[Entries from a point annotation set]
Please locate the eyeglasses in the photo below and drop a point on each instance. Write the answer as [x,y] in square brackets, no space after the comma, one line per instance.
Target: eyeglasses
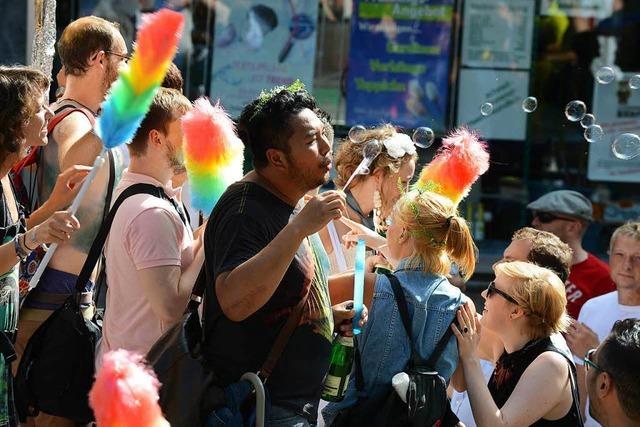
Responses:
[125,57]
[588,361]
[491,289]
[546,217]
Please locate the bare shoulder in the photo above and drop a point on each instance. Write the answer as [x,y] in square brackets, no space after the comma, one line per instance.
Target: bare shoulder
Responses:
[74,124]
[549,364]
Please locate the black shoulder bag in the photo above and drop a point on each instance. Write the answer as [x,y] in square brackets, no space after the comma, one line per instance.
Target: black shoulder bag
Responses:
[57,369]
[190,390]
[426,400]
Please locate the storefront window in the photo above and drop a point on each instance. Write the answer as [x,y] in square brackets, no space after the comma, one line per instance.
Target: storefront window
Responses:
[506,68]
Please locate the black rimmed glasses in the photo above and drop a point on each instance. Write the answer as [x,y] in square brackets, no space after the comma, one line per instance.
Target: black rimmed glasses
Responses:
[588,361]
[491,290]
[125,57]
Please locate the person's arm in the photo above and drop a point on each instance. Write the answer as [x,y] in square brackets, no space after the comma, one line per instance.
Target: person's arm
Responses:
[77,145]
[65,190]
[152,241]
[167,288]
[8,257]
[581,378]
[549,372]
[246,288]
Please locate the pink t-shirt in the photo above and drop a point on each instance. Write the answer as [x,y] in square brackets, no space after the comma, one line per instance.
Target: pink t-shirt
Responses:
[146,232]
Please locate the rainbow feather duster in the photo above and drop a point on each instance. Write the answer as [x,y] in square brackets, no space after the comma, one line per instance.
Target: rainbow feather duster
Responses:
[132,93]
[125,393]
[214,154]
[456,166]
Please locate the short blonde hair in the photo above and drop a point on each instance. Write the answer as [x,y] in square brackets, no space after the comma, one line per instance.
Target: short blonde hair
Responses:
[439,234]
[541,294]
[630,229]
[349,155]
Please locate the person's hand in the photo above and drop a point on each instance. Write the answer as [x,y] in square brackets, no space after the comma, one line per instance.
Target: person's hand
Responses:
[580,339]
[58,228]
[358,231]
[469,335]
[373,261]
[319,210]
[343,315]
[67,186]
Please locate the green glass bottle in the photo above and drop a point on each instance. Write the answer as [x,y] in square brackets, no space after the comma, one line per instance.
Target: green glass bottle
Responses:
[337,378]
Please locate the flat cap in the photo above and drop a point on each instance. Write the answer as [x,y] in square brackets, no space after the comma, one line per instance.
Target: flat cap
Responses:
[564,202]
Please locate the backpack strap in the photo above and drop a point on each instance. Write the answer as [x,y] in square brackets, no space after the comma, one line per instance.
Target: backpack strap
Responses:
[102,278]
[101,237]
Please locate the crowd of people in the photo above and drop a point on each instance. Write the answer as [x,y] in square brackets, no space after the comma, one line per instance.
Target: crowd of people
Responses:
[558,340]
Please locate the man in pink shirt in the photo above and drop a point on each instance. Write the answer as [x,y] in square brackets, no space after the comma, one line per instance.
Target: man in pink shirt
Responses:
[152,258]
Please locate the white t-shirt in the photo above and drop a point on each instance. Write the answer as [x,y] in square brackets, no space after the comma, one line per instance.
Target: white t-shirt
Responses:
[460,403]
[600,314]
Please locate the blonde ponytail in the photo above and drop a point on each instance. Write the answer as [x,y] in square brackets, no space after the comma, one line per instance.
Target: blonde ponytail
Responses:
[439,234]
[460,246]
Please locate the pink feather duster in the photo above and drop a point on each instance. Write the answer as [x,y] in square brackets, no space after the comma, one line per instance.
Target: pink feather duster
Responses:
[456,166]
[125,393]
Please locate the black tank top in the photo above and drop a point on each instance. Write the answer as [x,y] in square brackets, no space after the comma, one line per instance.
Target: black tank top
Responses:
[510,368]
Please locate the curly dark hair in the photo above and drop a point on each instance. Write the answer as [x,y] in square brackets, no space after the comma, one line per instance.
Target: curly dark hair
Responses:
[618,356]
[20,90]
[266,124]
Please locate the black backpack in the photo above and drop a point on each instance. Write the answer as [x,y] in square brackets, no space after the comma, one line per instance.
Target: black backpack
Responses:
[426,401]
[57,368]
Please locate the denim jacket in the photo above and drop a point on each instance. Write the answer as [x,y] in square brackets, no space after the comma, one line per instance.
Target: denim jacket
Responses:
[384,346]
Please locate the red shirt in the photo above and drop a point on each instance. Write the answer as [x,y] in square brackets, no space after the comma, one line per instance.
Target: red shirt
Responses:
[587,279]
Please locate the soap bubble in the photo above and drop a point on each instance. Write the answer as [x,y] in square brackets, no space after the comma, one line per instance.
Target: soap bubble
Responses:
[356,134]
[530,104]
[593,133]
[575,111]
[605,75]
[371,150]
[486,108]
[588,120]
[626,146]
[423,137]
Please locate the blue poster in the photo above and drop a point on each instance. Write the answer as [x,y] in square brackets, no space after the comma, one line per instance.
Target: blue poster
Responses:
[260,44]
[399,63]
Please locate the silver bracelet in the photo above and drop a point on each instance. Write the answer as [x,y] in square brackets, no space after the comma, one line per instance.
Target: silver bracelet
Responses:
[20,252]
[32,239]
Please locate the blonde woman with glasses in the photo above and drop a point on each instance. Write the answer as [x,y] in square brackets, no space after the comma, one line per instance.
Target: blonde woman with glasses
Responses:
[533,382]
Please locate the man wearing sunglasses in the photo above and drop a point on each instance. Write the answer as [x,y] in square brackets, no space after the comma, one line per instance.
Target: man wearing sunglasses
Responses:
[91,51]
[613,377]
[599,314]
[567,214]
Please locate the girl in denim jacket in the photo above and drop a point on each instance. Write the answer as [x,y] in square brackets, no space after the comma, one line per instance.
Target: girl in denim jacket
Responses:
[426,235]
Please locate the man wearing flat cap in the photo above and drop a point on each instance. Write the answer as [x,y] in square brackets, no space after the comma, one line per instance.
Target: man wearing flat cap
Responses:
[567,214]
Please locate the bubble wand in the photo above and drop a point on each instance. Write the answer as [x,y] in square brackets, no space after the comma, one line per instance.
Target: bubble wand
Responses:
[358,285]
[130,96]
[370,151]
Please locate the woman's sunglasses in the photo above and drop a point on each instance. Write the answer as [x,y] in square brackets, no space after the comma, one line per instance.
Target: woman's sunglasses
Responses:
[491,290]
[546,217]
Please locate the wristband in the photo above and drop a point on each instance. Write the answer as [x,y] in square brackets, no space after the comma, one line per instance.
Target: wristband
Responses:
[32,239]
[20,252]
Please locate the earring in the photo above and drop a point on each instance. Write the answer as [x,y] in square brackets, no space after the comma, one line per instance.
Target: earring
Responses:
[377,200]
[378,221]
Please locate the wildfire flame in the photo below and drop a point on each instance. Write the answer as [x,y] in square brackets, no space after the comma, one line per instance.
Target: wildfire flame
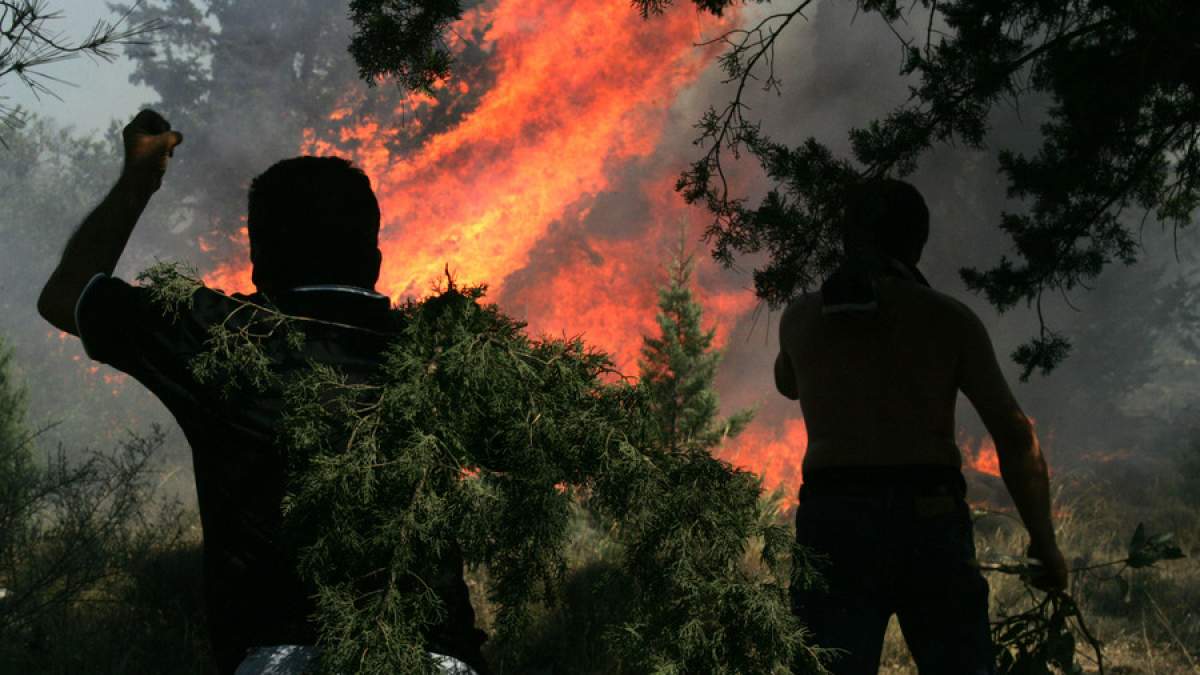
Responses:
[510,195]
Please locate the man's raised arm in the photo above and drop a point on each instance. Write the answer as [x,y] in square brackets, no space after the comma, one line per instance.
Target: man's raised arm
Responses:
[99,242]
[1021,464]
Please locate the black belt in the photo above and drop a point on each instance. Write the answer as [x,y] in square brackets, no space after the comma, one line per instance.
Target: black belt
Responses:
[871,481]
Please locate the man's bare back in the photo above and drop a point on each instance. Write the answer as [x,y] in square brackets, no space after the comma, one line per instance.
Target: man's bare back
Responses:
[880,388]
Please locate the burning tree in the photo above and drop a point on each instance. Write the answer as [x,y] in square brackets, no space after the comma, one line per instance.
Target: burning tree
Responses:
[678,369]
[477,436]
[1129,145]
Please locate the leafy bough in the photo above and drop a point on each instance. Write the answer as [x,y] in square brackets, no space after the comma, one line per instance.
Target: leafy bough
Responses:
[478,438]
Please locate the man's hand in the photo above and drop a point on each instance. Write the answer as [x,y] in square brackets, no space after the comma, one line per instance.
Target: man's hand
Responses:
[1055,578]
[149,143]
[97,244]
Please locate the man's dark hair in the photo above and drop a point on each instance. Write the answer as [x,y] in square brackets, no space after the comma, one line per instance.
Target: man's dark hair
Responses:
[888,216]
[313,220]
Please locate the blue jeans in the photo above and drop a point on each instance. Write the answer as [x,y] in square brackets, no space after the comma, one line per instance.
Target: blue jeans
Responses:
[893,541]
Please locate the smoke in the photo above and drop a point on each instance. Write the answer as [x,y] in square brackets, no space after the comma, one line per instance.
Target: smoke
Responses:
[546,169]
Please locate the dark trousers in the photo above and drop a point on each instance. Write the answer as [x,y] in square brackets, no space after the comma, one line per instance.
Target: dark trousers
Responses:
[893,541]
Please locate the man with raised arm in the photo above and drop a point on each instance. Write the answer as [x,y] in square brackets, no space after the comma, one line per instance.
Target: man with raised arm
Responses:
[876,360]
[313,227]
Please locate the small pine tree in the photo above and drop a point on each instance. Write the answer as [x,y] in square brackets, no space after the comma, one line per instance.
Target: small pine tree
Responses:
[474,435]
[678,368]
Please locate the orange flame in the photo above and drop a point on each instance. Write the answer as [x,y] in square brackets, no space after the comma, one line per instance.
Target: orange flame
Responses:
[981,455]
[774,452]
[581,103]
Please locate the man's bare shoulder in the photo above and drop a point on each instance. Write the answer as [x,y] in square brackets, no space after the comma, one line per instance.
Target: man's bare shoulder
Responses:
[949,308]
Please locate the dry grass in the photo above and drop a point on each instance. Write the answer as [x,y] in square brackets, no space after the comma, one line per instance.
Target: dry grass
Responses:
[1149,620]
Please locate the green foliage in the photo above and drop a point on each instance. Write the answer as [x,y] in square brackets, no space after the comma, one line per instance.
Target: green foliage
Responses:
[1043,639]
[474,436]
[678,369]
[1105,150]
[71,535]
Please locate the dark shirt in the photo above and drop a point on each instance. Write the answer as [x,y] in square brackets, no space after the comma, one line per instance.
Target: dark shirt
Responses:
[253,595]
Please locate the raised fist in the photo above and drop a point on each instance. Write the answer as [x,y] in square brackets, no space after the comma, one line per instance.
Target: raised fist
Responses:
[149,142]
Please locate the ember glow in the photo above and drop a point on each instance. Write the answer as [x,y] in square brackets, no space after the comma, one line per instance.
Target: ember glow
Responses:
[579,109]
[981,455]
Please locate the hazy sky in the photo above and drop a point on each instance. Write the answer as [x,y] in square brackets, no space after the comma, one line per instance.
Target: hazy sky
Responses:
[94,91]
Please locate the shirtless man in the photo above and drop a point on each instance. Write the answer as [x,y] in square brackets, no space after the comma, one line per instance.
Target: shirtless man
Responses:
[876,360]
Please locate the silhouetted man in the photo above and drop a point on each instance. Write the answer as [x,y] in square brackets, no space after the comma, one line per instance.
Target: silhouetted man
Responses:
[313,231]
[876,360]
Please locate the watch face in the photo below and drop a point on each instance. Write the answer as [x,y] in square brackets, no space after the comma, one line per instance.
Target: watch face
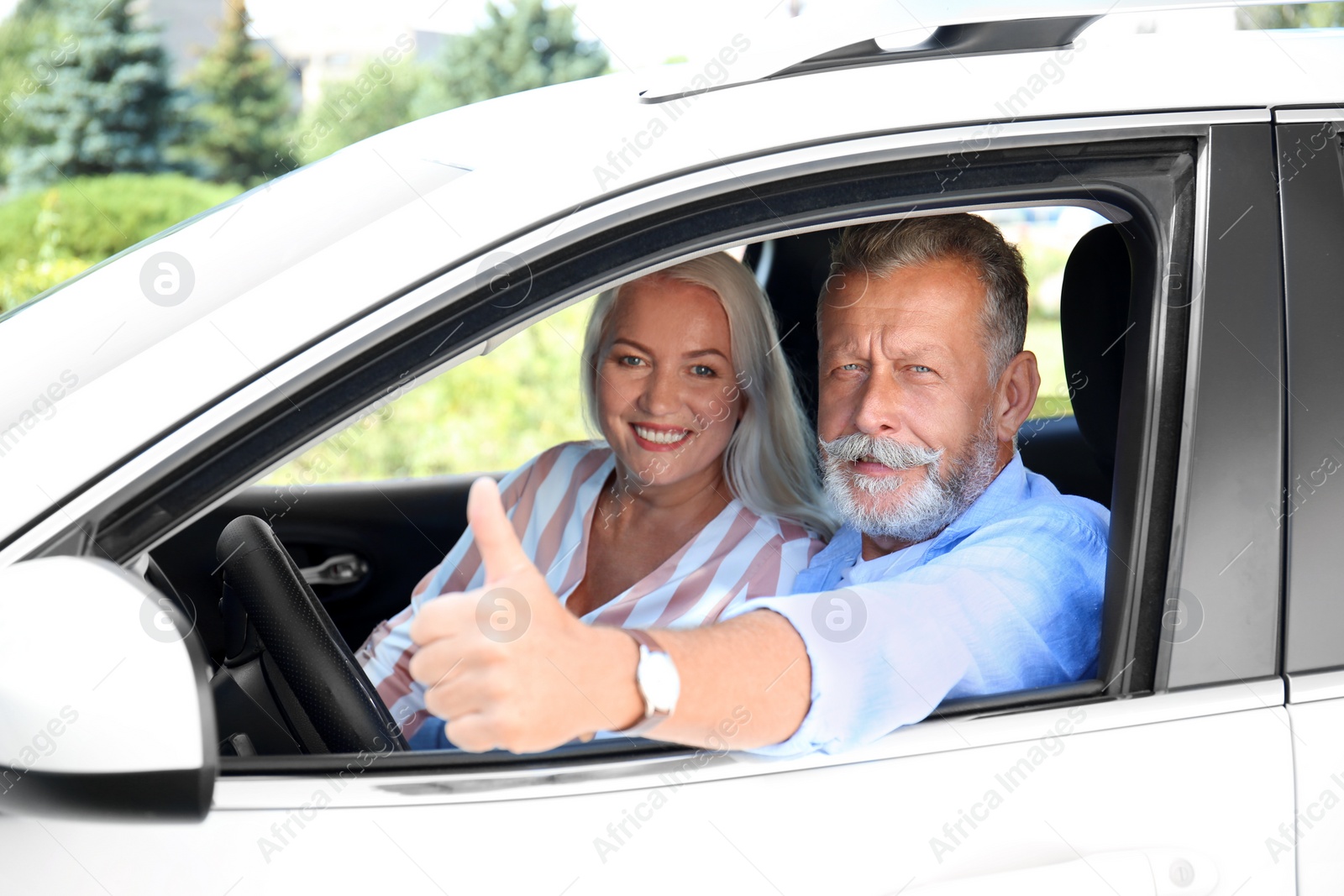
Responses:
[659,680]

### What you need to do
Copy out only the lines beginning at the line with "Please locate the dry" and ending at the last line of the entries. Keep them exact; drop pictures.

### Problem solution
Please locate the dry grass in the photo above and drop a point on each instance. Write the answer as [x,y] in square brackets, no space after the comma, one line per instance.
Target: dry grass
Responses:
[1149,620]
Please locate the green foliage in the photo above and drop a point on each instance. Write the answer as [x,y] in square brackets, no space after the comma, one line per instance.
Target: green foliage
Responses:
[1043,639]
[474,436]
[678,369]
[1105,150]
[71,535]
Please locate the dark shirt in the photo above and drop a point on each instance. Write the answer as [x,y] in square brackets, no space after the comma, one line per instance.
Target: dark shirt
Responses:
[253,595]
Please locate the raised fist in the photo above and drop a point on each instance. Write the answer as [x,y] in square brackets, no space after the comma, one line per instance.
Target: raised fist
Responses:
[149,142]
Please locate the ember glow in the photo above and drop a point on each instance. Write the answer as [x,y] in square brackets, no space after the comma, one line per instance.
Target: ember glow
Responses:
[579,109]
[981,455]
Please locate the hazy sky in the photo above and drop a point on each instance. Write the answer as [x,y] in square brackets, no space after the comma, one line per instance.
Target: hazy sky
Responses:
[94,91]
Please locate the shirtless man in the photo above and drop a point on each instance. Write the answer as [x,y] in square brackets, no space after the comma, one line per instance.
Target: shirtless man
Responses:
[876,360]
Please locate the silhouetted man in the photo above and drop a point on each instance. Write the answer as [x,y] in square brackets, no space after the comma, one line per instance.
Target: silhouetted man
Responses:
[313,231]
[876,360]
Please locate the watch face in the photo below and drop a point on each instance. Write the answer as [x,y] in square brackets, no space after the comma, one line per instance.
Target: watch face
Responses:
[659,680]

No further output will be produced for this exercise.